Object point labels:
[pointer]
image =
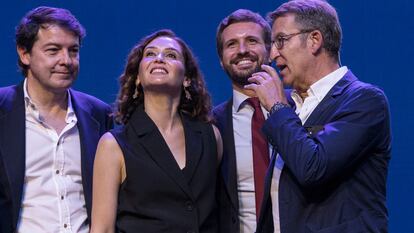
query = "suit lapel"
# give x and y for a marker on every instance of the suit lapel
(329, 101)
(13, 145)
(228, 163)
(89, 135)
(156, 147)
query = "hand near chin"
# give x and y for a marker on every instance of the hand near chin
(267, 86)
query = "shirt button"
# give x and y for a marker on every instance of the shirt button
(189, 206)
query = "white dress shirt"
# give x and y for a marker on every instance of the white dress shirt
(316, 93)
(53, 198)
(242, 117)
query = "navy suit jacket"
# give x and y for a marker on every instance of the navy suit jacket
(93, 120)
(334, 177)
(227, 196)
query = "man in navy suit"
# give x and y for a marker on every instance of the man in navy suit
(334, 138)
(49, 132)
(243, 45)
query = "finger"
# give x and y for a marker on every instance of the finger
(270, 70)
(256, 79)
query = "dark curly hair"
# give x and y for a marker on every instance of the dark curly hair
(198, 107)
(42, 17)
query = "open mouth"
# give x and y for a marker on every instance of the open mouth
(158, 70)
(281, 67)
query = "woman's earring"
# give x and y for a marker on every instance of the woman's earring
(187, 93)
(135, 93)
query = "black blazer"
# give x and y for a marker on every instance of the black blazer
(156, 195)
(93, 121)
(334, 177)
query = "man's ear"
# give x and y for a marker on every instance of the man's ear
(315, 41)
(24, 55)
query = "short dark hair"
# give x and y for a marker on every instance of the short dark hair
(198, 107)
(314, 15)
(41, 17)
(242, 15)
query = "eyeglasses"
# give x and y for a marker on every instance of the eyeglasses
(279, 41)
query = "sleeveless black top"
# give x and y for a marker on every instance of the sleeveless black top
(157, 196)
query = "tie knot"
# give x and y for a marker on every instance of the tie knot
(254, 102)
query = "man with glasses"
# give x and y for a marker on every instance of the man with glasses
(335, 139)
(48, 131)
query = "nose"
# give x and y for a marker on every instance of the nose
(65, 58)
(274, 53)
(242, 48)
(160, 57)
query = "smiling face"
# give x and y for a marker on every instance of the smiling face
(294, 59)
(162, 66)
(244, 51)
(53, 62)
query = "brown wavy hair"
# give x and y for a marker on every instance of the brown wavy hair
(198, 107)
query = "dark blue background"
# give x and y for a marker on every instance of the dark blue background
(377, 47)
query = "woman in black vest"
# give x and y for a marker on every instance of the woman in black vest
(157, 173)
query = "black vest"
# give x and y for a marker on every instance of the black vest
(156, 195)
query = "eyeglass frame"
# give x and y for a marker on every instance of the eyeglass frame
(281, 39)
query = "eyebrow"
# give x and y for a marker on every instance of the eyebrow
(168, 49)
(59, 45)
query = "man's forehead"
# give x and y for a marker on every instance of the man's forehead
(55, 31)
(284, 23)
(242, 29)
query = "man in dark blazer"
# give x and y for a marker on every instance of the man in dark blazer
(49, 132)
(243, 45)
(335, 140)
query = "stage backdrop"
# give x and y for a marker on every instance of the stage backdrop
(377, 47)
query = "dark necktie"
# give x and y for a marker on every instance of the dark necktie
(260, 152)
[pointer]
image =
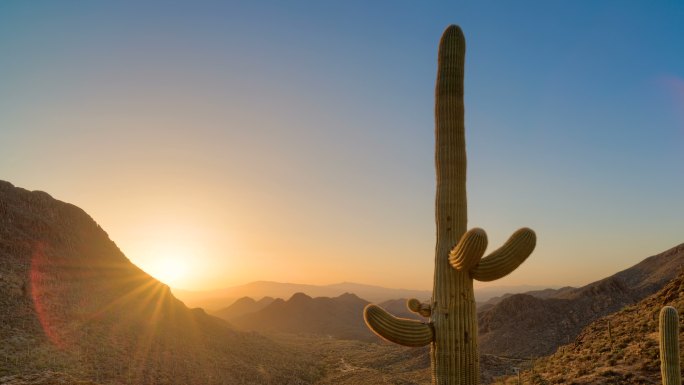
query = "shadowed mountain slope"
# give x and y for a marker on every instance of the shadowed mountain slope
(72, 303)
(524, 325)
(628, 354)
(339, 317)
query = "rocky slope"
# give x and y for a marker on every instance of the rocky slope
(339, 317)
(628, 354)
(523, 325)
(72, 303)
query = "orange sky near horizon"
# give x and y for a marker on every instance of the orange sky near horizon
(221, 143)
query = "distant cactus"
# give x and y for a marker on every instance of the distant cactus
(669, 346)
(452, 330)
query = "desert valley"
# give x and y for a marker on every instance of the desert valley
(76, 310)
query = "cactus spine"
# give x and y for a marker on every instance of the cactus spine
(452, 330)
(669, 346)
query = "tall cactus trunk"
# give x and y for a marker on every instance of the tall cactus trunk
(454, 351)
(668, 329)
(452, 330)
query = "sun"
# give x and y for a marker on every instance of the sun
(170, 264)
(171, 270)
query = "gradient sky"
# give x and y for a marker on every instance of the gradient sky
(293, 140)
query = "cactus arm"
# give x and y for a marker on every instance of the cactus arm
(469, 250)
(506, 258)
(669, 346)
(398, 330)
(419, 308)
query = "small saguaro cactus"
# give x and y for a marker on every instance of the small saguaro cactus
(452, 327)
(669, 346)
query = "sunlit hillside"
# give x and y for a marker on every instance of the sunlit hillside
(73, 303)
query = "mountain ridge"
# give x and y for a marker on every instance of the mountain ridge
(543, 324)
(73, 303)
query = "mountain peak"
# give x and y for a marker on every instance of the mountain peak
(299, 297)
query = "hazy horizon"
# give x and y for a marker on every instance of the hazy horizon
(220, 144)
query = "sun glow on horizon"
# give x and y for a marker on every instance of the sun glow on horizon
(170, 264)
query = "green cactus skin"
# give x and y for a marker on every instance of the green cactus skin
(458, 255)
(669, 346)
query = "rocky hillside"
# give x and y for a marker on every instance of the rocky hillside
(627, 354)
(72, 303)
(524, 325)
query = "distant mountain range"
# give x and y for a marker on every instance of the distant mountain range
(621, 348)
(219, 299)
(532, 324)
(72, 306)
(214, 300)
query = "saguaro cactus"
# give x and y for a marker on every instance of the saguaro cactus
(452, 327)
(669, 346)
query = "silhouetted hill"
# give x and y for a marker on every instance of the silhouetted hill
(337, 317)
(629, 354)
(242, 306)
(72, 303)
(220, 299)
(523, 325)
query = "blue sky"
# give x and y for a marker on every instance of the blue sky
(293, 141)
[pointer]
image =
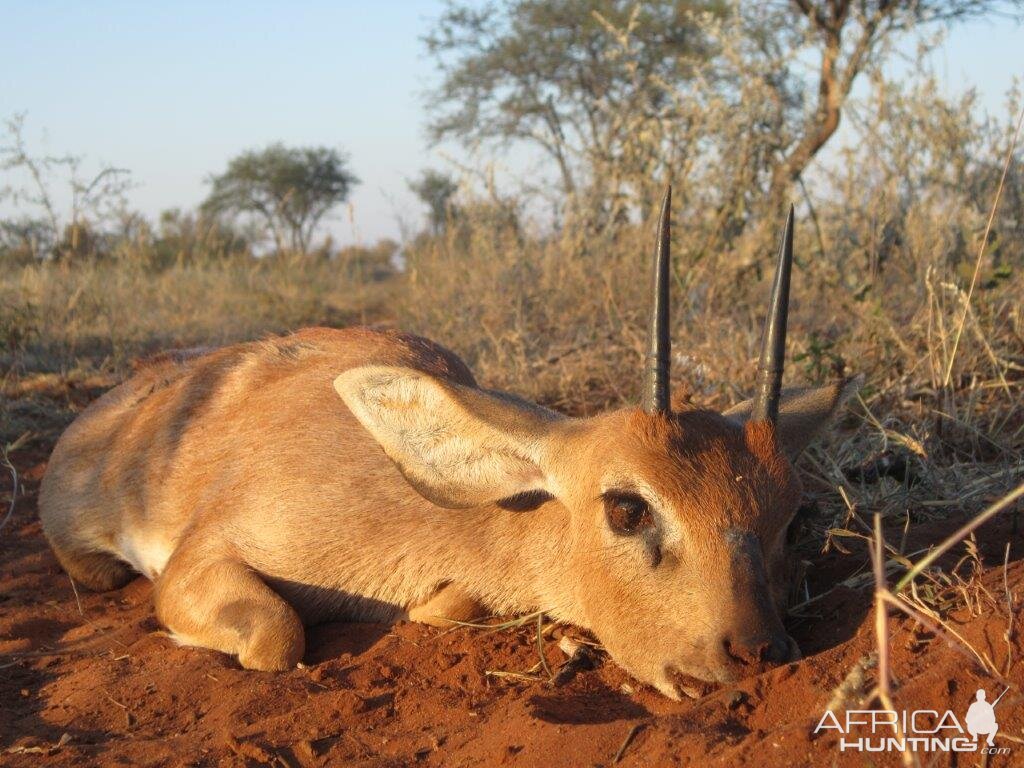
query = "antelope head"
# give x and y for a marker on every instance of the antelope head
(669, 523)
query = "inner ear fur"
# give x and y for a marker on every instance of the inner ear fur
(458, 445)
(803, 412)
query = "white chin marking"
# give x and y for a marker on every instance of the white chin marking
(147, 556)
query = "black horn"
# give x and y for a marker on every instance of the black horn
(656, 365)
(769, 383)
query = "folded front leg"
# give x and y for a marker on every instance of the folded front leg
(219, 602)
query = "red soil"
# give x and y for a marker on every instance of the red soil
(93, 681)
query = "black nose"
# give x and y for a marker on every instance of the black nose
(760, 650)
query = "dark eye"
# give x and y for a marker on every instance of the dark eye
(627, 513)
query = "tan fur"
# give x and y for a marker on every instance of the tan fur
(259, 500)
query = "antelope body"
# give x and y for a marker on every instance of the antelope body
(364, 474)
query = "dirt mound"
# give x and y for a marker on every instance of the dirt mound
(89, 679)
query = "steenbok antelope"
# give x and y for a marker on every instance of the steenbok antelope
(364, 474)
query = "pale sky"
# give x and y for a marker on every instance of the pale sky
(172, 90)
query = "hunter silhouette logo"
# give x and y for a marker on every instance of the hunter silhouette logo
(918, 730)
(981, 717)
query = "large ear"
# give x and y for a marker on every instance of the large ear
(457, 445)
(804, 412)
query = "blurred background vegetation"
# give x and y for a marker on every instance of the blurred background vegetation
(542, 287)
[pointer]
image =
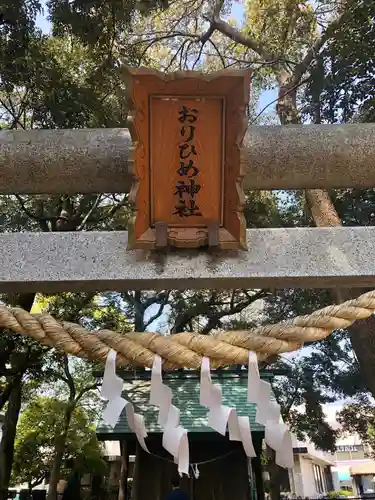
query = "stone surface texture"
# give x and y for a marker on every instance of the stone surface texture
(277, 157)
(64, 161)
(277, 258)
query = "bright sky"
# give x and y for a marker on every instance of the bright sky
(237, 12)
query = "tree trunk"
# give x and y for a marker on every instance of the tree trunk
(59, 453)
(274, 472)
(8, 437)
(324, 214)
(137, 473)
(123, 483)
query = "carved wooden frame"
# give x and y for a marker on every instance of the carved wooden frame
(230, 85)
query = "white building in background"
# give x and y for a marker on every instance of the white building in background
(311, 475)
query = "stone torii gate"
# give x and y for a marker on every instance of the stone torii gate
(168, 112)
(98, 160)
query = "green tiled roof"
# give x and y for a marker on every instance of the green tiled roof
(186, 397)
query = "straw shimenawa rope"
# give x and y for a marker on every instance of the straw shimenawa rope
(186, 349)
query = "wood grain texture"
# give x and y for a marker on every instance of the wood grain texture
(165, 138)
(154, 140)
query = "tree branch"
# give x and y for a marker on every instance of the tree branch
(159, 312)
(238, 37)
(69, 378)
(90, 212)
(83, 391)
(303, 66)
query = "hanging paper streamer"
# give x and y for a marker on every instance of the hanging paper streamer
(219, 416)
(277, 435)
(111, 390)
(175, 439)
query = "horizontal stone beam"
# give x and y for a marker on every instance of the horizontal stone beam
(278, 258)
(277, 157)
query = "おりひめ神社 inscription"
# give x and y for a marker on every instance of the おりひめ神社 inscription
(188, 170)
(187, 130)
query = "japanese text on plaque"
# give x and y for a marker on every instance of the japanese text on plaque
(187, 187)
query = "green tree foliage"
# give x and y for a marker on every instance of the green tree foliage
(39, 423)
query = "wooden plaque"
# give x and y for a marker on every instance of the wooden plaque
(187, 130)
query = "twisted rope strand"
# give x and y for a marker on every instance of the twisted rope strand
(185, 350)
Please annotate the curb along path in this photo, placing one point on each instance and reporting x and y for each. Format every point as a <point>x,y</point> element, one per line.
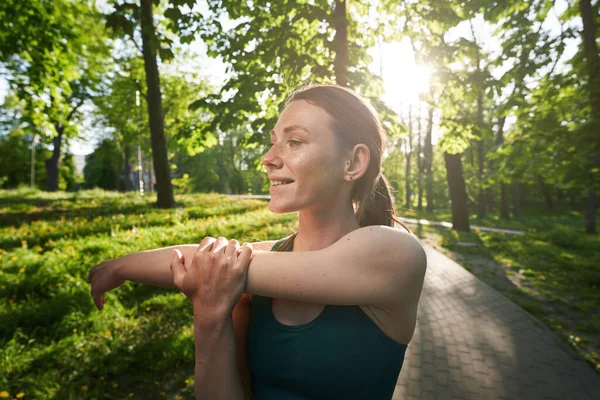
<point>473,343</point>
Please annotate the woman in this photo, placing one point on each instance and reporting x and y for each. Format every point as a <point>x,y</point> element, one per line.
<point>328,312</point>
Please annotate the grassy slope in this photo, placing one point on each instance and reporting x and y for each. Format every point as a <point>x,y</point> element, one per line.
<point>54,344</point>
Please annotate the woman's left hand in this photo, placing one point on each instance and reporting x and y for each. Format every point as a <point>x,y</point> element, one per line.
<point>216,277</point>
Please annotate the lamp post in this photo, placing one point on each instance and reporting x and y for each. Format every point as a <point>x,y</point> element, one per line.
<point>36,139</point>
<point>140,170</point>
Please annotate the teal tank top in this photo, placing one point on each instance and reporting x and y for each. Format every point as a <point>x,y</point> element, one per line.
<point>342,354</point>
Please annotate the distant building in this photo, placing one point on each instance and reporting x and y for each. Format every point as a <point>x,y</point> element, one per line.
<point>79,163</point>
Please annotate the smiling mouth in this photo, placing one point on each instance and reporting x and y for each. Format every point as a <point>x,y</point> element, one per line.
<point>281,183</point>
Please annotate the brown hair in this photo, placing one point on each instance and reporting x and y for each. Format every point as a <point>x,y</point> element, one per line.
<point>354,122</point>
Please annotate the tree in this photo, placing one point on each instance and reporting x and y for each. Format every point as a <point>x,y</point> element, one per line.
<point>102,166</point>
<point>164,188</point>
<point>590,47</point>
<point>55,54</point>
<point>124,20</point>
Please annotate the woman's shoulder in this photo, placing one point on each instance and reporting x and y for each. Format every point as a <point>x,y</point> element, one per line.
<point>266,245</point>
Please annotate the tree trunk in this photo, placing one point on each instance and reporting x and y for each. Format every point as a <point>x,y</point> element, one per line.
<point>159,142</point>
<point>516,200</point>
<point>458,192</point>
<point>53,163</point>
<point>480,157</point>
<point>428,161</point>
<point>127,167</point>
<point>504,202</point>
<point>408,156</point>
<point>590,212</point>
<point>546,193</point>
<point>419,164</point>
<point>593,63</point>
<point>340,43</point>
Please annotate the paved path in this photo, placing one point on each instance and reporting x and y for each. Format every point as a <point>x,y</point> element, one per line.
<point>473,343</point>
<point>449,225</point>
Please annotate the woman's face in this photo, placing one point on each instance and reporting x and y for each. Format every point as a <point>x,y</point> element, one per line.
<point>306,154</point>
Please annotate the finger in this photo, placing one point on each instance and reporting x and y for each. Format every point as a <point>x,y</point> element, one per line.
<point>91,274</point>
<point>219,245</point>
<point>98,299</point>
<point>178,268</point>
<point>245,255</point>
<point>232,247</point>
<point>206,243</point>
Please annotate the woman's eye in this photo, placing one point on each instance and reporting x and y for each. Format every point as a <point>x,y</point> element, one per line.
<point>291,142</point>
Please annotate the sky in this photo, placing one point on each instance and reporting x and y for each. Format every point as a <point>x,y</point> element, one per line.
<point>403,78</point>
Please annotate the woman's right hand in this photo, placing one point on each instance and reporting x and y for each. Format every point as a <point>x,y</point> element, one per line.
<point>103,277</point>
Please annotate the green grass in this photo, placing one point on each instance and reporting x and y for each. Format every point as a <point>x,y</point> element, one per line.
<point>54,344</point>
<point>556,261</point>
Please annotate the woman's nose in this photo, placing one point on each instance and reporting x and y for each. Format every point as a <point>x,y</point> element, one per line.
<point>271,157</point>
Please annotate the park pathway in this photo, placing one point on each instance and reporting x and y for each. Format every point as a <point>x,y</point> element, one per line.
<point>473,343</point>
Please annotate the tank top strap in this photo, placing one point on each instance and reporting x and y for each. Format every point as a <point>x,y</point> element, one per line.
<point>285,242</point>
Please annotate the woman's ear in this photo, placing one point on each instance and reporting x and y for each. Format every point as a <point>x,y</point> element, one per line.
<point>357,162</point>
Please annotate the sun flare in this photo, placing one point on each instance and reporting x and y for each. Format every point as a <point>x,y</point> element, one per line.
<point>403,79</point>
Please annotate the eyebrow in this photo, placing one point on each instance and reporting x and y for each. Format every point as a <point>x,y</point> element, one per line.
<point>289,129</point>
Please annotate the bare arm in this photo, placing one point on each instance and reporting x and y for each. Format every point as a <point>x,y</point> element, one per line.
<point>216,371</point>
<point>151,267</point>
<point>375,265</point>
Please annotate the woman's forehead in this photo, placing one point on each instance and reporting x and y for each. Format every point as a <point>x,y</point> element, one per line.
<point>301,113</point>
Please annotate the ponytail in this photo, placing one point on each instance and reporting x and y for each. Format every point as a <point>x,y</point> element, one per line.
<point>376,206</point>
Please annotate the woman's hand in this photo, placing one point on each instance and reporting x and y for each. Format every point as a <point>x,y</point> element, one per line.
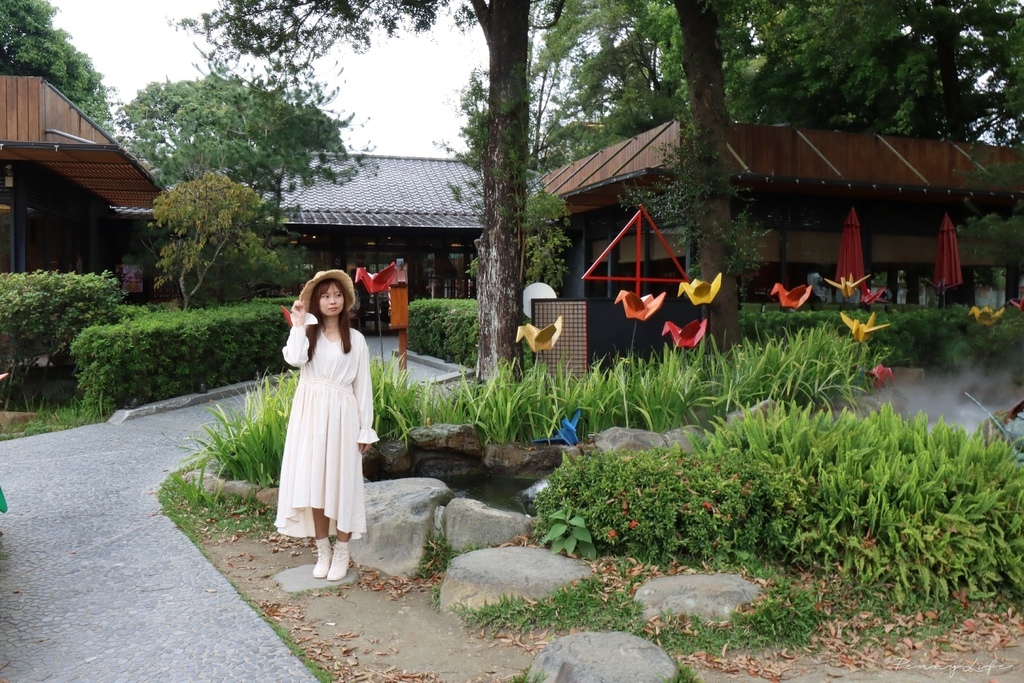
<point>298,313</point>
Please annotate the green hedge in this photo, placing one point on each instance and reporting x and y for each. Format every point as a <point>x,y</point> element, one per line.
<point>444,329</point>
<point>41,313</point>
<point>169,353</point>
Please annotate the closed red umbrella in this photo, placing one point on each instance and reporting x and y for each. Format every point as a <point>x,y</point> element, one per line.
<point>947,270</point>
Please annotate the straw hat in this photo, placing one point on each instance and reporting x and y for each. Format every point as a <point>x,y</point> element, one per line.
<point>346,287</point>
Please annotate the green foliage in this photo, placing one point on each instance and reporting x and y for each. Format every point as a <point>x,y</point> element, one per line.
<point>31,46</point>
<point>657,505</point>
<point>248,444</point>
<point>42,312</point>
<point>444,329</point>
<point>567,532</point>
<point>925,511</point>
<point>168,353</point>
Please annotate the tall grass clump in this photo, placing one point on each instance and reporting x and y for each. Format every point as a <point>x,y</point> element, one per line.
<point>924,511</point>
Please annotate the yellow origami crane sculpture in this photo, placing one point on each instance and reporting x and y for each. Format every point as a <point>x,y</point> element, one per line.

### WHAT TO PRODUCE
Take the lines from the one that contains "Please annotate the woman's hand" down to the last line of the listing above, both included, and set them down exactly, leaving out pictures.

### WRITTEN ANSWER
Please annotate the woman's hand in this photo, placing one point on each instance and reporting x and y for each. Format every point as a <point>x,y</point> element, one per line.
<point>298,313</point>
Please annotate the green hedge in this photo, placing one point on each instance and reporting x and y for each. Format every point as a <point>x,y</point> element, one per line.
<point>444,329</point>
<point>41,313</point>
<point>169,353</point>
Please annotate the closed red umbrella in this photo, placing one point on each instance and reporting x and y for each. Format every point as a <point>x,y</point> element, one per line.
<point>947,270</point>
Please annotate the straw hat in this photo, placing one point on each instance and reporting x and y for each. Format every point as a <point>x,y</point> element, one per line.
<point>346,287</point>
Please annotate the green foliage in this photo, placing one point on each instance and reporting x and y for each. Format every point as a <point>x,y</point> element, one per line.
<point>31,46</point>
<point>657,505</point>
<point>248,444</point>
<point>42,312</point>
<point>444,329</point>
<point>567,532</point>
<point>925,511</point>
<point>168,353</point>
Please annotate the tall grass clump in this photo, placing one point on each instance and reporting x and y for each. Format every point as a <point>x,y</point> element, one per line.
<point>924,511</point>
Please annotate the yellow origami crane sculpture in this photo, placing one point on each instance and reporting x and y for each. Format every point as a <point>x,y</point> element, one per line.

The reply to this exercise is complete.